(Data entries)
+++

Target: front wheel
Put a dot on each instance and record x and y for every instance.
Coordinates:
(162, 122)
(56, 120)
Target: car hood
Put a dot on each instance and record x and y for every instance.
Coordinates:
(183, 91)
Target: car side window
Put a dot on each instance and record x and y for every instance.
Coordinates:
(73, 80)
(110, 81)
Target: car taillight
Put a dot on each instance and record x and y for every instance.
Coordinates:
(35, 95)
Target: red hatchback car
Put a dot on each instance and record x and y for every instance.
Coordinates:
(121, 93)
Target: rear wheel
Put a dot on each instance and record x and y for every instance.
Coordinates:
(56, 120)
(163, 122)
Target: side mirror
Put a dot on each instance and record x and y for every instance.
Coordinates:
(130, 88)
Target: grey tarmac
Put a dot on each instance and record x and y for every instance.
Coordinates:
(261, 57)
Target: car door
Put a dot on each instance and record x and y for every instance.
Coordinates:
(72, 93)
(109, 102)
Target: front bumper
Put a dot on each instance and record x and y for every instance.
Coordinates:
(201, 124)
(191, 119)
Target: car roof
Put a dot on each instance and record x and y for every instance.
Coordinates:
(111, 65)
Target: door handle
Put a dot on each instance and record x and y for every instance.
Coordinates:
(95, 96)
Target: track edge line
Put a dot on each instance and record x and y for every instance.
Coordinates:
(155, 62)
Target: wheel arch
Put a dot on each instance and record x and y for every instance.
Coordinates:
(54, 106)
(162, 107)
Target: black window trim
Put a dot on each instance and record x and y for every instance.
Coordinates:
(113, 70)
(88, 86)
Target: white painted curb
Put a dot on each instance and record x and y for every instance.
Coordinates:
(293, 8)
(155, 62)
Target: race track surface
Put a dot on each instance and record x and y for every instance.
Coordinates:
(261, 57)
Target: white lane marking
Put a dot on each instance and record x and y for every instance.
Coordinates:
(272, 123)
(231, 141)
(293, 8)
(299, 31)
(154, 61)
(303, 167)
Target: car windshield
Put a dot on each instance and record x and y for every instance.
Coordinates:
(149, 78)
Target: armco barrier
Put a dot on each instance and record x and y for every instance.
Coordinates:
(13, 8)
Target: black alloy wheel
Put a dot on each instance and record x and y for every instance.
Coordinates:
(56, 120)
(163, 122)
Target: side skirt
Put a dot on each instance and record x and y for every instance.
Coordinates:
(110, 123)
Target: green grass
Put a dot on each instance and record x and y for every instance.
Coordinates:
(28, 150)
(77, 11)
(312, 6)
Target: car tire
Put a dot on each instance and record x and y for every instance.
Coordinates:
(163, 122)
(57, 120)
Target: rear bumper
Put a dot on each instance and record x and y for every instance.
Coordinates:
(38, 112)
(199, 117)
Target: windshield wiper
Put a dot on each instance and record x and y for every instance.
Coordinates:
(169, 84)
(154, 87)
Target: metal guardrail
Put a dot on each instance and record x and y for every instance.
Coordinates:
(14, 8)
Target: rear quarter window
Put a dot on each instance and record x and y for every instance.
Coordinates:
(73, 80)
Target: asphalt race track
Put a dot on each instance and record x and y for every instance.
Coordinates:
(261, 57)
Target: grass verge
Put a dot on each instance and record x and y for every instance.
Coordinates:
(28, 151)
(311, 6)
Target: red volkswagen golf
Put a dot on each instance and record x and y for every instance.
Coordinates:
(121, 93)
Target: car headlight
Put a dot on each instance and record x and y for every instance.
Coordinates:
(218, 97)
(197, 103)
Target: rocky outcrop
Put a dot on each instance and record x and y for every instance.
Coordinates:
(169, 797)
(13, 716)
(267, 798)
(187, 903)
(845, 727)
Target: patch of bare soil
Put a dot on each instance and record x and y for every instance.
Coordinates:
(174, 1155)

+++

» **Work instructions**: For the records above, count the lines that contain the word "track" and give only that number.

» **Output**: 3